Record extracts:

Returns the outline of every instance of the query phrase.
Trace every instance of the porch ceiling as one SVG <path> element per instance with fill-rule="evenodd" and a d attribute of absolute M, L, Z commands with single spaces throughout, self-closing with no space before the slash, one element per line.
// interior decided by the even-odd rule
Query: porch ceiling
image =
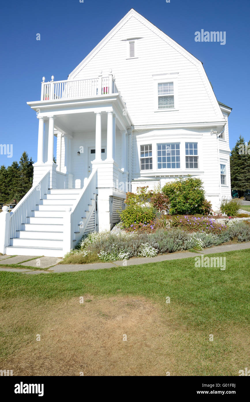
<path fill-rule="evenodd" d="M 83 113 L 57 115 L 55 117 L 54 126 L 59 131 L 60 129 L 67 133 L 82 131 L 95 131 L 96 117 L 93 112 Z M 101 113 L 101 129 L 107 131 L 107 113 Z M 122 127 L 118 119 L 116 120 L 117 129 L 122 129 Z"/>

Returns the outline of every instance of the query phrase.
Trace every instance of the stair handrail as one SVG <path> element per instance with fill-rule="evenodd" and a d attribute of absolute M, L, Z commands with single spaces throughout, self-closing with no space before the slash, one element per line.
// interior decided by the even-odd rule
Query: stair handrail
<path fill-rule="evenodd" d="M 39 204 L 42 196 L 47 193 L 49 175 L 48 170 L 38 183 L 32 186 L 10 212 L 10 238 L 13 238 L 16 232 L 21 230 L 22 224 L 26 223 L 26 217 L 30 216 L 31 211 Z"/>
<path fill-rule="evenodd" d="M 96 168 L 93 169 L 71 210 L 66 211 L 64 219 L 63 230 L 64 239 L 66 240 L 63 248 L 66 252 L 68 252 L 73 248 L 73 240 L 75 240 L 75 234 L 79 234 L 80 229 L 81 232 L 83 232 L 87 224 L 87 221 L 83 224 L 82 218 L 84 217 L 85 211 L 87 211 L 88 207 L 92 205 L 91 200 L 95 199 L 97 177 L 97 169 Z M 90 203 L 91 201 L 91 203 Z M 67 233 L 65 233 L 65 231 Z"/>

Work required: Retype every line of the items above word for word, but omit the pictures.

Answer in full:
Returns the outline of every instance of the query phrase.
Trace every instance of the porch ceiling as one SVG <path> element per instance with fill-rule="evenodd" and a d attribute of absolute M, L, Z commands with single spaces throughout, self-closing with no space before the slash, one element per line.
// interior decided by the even-odd rule
Query: porch ceiling
image =
<path fill-rule="evenodd" d="M 83 113 L 57 115 L 55 117 L 54 126 L 59 131 L 60 129 L 67 133 L 82 131 L 95 131 L 96 117 L 93 112 Z M 101 113 L 101 129 L 107 131 L 107 113 Z M 122 127 L 118 119 L 116 120 L 117 129 L 122 129 Z"/>

Returns the outline of every instance of the query phrase.
Trace every instance of the stair handrail as one SVG <path> element per instance with fill-rule="evenodd" and a d attribute of absolute M, L, Z commands with single spaces throughout, self-closing with no space before the slash, one element per line.
// interior decided by the even-odd rule
Query: stair handrail
<path fill-rule="evenodd" d="M 39 204 L 42 196 L 47 193 L 49 175 L 48 170 L 38 183 L 32 186 L 10 212 L 10 238 L 13 238 L 16 232 L 21 230 L 22 224 L 26 223 L 26 217 L 30 216 L 31 211 Z"/>
<path fill-rule="evenodd" d="M 96 168 L 93 169 L 71 210 L 66 211 L 64 219 L 63 230 L 64 239 L 66 240 L 63 248 L 66 252 L 68 252 L 73 248 L 73 240 L 75 240 L 75 234 L 79 234 L 80 229 L 81 232 L 83 232 L 87 224 L 87 221 L 83 224 L 82 218 L 84 217 L 85 211 L 87 211 L 88 207 L 92 205 L 91 200 L 95 199 L 97 177 L 97 169 Z M 90 203 L 91 201 L 91 203 Z M 67 233 L 65 233 L 65 231 Z"/>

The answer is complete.